Critique de Débézed (Besançon, Inscrit le 10 février 2008, 76 ans) - 3 février 2013

« Je dédie ce livre aux femmes et aux mères qui, une fois par semaine, pendant des années, manifestaient à Benghazi en Libye devant la direction générale de la Sécurité pour réclamer le corps de leurs époux, de leurs enfants disparus cette nuit du 24 au 25 juin 1969… » La dédicace est claire.

Cet hommage l’auteur le rend à travers le regard d’un adolescent, Hadachinou, qui vient de subir, par surprise, sa circoncision ; il entre ainsi dans le domaine des adultes mais il ne peut pas s’arracher aux robes des femmes qu’il continue de fréquenter, écoutant leurs paroles, leurs gloussements, épiant leurs gestes, leurs petits jeux sensuels, affectant l’innocence en jouant encore avec ses poupées. Il n’aime pas les hommes qui n’ont que le ventre et le sexe pour préoccupations.

Hadachinou visite les tantes, toutes les femmes adultes sont des tantes, la mère célibataire juive et sa grosse fille qui ne s’aime pas, la couturière italienne qui se pense mal aimée de tous, la tante qui séduit les hommes à Djerba, la tante noire qui joue avec le diable, … et joue avec ses amies, celle qui disparait brusquement sans pouvoir épouser celui qu’elle aimait, la fille noire qui fait le service à la maison. Mais il n’aime pas aller chez la tante que son mari prive de tout et chez celle que son mari bat comme plâtre. « Celui qui ne connait pas la haine ne connaîtra jamais l’amour. »

En écoutant, en observant, en épiant, Hadachinou s’initie à la vie d’adulte au contact des femmes qu’il découvre à leur insu, dans leur intimité, constatant ainsi le sort qui leur est réservé et la veulerie des hommes qui les accablent de tous les maux. Il apprécie la compagnie de ces femmes, toutes tripolitaines, et qui, bien que d’origines très différentes, vivent toujours en parfaite harmonie, sont souvent complices et parfois même plus dans l’intimité de la chambre du fonds. « Je me demandais parfois comment des femmes aussi différentes pouvaient passer des heures durant à évoquer chacune son dieu, son peuple, ses pensées, libres dans leur folie, sans provoquer de réels conflits. C’est que ces femmes n’avaient ni pouvoir à garder ni avoir à surveiller. »

▸ **Lignes de données**:
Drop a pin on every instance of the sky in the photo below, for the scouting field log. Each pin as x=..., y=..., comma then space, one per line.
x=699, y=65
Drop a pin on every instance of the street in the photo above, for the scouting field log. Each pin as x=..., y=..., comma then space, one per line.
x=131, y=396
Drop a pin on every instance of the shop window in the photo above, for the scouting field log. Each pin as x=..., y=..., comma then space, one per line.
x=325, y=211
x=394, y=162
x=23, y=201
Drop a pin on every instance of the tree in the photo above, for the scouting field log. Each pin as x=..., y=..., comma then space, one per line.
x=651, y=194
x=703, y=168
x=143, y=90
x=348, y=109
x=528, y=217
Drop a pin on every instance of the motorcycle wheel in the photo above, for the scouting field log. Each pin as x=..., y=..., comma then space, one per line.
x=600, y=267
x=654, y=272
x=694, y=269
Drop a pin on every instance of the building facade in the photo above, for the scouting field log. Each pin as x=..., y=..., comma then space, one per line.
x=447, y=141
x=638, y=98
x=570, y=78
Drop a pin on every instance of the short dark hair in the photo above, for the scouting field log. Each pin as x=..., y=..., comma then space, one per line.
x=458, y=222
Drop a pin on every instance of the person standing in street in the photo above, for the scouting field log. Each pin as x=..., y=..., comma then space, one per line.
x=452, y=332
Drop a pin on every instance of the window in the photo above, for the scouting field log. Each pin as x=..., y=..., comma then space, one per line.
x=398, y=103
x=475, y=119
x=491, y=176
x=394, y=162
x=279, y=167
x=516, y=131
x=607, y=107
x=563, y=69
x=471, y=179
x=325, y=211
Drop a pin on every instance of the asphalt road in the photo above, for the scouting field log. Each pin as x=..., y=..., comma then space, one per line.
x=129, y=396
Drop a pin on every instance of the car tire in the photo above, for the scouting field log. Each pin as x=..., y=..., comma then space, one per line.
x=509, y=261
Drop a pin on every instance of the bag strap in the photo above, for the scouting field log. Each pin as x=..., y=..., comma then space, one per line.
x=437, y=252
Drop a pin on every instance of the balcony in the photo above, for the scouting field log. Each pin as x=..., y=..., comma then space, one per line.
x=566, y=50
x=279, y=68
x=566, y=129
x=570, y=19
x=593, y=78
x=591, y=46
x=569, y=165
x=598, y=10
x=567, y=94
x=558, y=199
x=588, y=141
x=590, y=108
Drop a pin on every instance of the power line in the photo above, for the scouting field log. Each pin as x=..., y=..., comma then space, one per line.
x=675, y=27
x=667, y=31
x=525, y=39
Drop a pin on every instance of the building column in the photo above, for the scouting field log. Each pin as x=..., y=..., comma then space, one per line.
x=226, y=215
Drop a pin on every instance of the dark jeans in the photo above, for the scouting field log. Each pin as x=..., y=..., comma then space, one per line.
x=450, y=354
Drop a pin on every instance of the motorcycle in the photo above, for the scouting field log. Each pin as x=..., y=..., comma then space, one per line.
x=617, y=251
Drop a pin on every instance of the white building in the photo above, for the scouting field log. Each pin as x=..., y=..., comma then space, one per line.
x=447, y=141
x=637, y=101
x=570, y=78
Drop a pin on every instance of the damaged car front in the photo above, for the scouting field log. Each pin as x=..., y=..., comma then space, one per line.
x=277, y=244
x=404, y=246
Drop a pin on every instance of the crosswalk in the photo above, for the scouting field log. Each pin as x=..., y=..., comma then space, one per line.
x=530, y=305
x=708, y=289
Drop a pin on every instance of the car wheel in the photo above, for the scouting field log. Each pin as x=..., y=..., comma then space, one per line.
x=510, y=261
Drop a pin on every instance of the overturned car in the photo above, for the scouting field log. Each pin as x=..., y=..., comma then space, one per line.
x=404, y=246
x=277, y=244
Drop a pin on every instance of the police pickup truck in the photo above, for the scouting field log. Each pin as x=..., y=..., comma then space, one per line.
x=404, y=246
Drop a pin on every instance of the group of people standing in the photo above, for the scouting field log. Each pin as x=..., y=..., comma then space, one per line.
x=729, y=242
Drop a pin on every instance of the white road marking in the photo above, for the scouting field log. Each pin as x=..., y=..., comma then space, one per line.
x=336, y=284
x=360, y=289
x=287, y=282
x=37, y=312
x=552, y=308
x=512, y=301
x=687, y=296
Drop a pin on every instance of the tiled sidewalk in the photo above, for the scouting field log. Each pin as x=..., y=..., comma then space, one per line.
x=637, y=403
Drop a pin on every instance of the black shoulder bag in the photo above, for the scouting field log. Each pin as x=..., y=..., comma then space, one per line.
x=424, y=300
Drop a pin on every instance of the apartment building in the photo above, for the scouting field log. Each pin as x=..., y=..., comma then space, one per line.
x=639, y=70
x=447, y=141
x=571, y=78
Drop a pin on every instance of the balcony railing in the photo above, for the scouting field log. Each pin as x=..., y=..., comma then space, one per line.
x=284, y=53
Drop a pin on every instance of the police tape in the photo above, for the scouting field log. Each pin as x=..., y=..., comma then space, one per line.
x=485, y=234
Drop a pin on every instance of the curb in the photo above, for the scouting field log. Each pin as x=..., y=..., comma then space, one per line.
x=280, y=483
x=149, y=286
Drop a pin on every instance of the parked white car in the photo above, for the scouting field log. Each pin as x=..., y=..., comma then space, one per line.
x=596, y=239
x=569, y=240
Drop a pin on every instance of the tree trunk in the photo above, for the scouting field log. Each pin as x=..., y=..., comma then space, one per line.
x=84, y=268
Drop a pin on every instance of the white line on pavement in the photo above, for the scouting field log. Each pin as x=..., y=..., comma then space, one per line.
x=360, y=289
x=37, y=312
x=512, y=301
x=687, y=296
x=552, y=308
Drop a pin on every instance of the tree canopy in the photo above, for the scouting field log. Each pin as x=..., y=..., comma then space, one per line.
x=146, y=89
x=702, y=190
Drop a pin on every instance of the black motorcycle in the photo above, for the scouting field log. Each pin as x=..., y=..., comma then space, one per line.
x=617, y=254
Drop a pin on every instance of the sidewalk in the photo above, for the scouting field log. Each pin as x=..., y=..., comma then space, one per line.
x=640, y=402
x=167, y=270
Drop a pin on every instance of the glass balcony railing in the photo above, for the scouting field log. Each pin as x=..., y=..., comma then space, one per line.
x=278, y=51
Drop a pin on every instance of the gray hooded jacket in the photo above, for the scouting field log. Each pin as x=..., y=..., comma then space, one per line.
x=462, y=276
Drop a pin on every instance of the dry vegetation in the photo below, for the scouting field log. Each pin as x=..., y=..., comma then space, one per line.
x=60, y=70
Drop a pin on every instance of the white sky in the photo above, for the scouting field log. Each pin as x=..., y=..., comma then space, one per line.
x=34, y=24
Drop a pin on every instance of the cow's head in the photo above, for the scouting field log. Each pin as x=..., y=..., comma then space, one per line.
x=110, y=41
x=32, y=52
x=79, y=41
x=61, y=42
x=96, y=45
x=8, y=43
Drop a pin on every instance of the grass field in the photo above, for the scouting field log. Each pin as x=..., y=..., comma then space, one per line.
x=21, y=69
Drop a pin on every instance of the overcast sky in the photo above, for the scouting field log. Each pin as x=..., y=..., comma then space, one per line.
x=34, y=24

▸ **Consigne donnée 1**: D'après la critique du livre, au cours de quelle nuit les époux et les enfants ont-ils disparu ?
▸ **Consigne donnée 2**: Relevez mot pour mot le passage de la critique du livre allant de « Critique de Débézed » à « dédicace est claire. ».
▸ **Consigne donnée 3**: Rédigez la suite de la critique de ce livre sur les femmes de Tripoli, à partir de sa dernière phrase.

▸ **Réponse rédigée 1**: Au cours de la nuit du 24 au 25 juin 1969.

▸ **Réponse rédigée 2**:
Critique de Débézed (Besançon, Inscrit le 10 février 2008, 76 ans) - 3 février 2013

« Je dédie ce livre aux femmes et aux mères qui, une fois par semaine, pendant des années, manifestaient à Benghazi en Libye devant la direction générale de la Sécurité pour réclamer le corps de leurs époux, de leurs enfants disparus cette nuit du 24 au 25 juin 1969… » La dédicace est claire.

▸ **Réponse rédigée 3**:
Un hommage à ces femmes qui n’ont aucune liberté, pas d’argent, rarement du plaisir et reçoivent souvent des pluies de coups. Une complicité avec ses femmes qui cherchent des bouts de liberté, des morceaux du plaisir qui leur est refusé. Une quête identitaire au milieu des ces femmes libyennes, juives, italiennes, noires, berbères,… mais toutes tripolitaines et toutes maltraitées. Seules celles qui plongent leurs racines au plus profond de l’histoire africaine, berbères et noires, trouveront peut-être un jour un espace de liberté.

C’était avant la révolution, avant le dictateur sanguinaire, c’était au début des années soixante, mais la situation ne s’est pas améliorée… Le livre des mouches a peut-être raison : « Didon n’avait pas mesuré les conséquences de son acte : les hommes ivres et inconscients s’octroyèrent tous les pouvoirs, sourds à la parole des femmes, tout juste des ventres où se vider… »

« Sept filles dans une flûte. La goule tourne et tourne et en mange une… »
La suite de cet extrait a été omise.